Portion of a data file:
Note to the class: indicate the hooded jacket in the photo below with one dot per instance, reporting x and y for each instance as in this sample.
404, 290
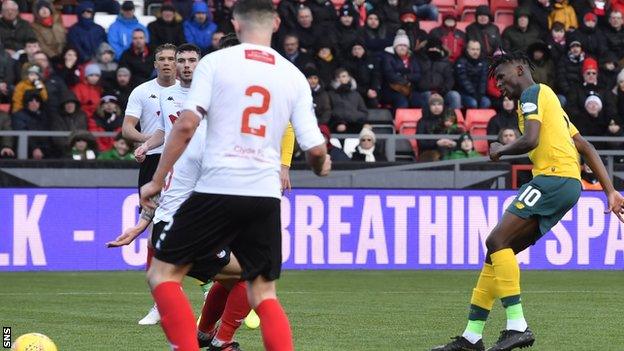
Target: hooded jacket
86, 35
200, 34
120, 34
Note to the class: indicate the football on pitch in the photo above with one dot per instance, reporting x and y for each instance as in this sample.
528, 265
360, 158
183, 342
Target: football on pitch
33, 342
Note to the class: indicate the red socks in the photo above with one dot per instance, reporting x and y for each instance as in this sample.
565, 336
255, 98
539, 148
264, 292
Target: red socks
150, 254
236, 309
276, 332
176, 316
213, 307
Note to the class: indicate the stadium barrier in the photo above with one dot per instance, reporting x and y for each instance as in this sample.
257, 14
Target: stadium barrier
66, 229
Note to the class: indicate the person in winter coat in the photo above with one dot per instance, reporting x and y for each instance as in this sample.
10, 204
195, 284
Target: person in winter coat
349, 113
465, 149
401, 74
49, 29
32, 117
437, 74
71, 118
199, 28
564, 13
167, 28
519, 36
107, 118
320, 97
484, 31
471, 72
365, 71
32, 81
14, 31
138, 58
121, 31
86, 35
453, 39
367, 151
89, 91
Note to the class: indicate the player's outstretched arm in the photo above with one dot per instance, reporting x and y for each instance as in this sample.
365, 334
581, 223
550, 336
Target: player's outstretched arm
587, 150
527, 142
180, 136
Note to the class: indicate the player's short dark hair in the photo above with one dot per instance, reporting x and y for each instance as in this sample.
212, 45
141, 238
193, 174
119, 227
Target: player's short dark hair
188, 47
228, 40
247, 7
163, 47
500, 57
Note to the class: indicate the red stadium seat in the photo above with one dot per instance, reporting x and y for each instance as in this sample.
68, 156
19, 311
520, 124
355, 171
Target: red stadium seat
465, 7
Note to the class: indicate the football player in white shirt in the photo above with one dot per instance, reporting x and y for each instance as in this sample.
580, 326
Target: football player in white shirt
144, 107
247, 93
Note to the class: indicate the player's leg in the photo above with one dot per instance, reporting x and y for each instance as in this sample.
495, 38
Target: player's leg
177, 321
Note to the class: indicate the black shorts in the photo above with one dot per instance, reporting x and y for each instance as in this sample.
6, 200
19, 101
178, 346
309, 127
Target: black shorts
147, 170
207, 223
203, 271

#### To do:
Please recast the records as a JSON list of strings, beginning at the line that contains "Note to the class: indicate the red stadium" and continuing through the final line of the records. Use one string per line and leave out blank lines.

#### Finished task:
[
  "Note to the class: indicate the red stadium seat in the photo above with one dot per instance, reporting x and y for each instance as in this sample.",
  "68, 156",
  "19, 311",
  "520, 124",
  "355, 171",
  "Target: red stadium seat",
  "465, 7",
  "Note to the class: indicate the football player in white shirt in the photo above with one dot per instance, reporting x and y for each instance as in this sample.",
  "580, 326",
  "Target: football player in white shirt",
  "144, 107",
  "247, 93",
  "Note to the class: indicate the player's leg in the photo above with one dot per instance, reporting x and y for each instance as in this sample.",
  "495, 38",
  "Target: player's leg",
  "177, 321",
  "Note to the class: indicate the black shorts in the photo above with one dot per instance, reporting x and y for each instance as in this sample.",
  "6, 200",
  "19, 101",
  "178, 346",
  "309, 127",
  "Target: black shorts",
  "147, 170",
  "207, 223",
  "203, 271"
]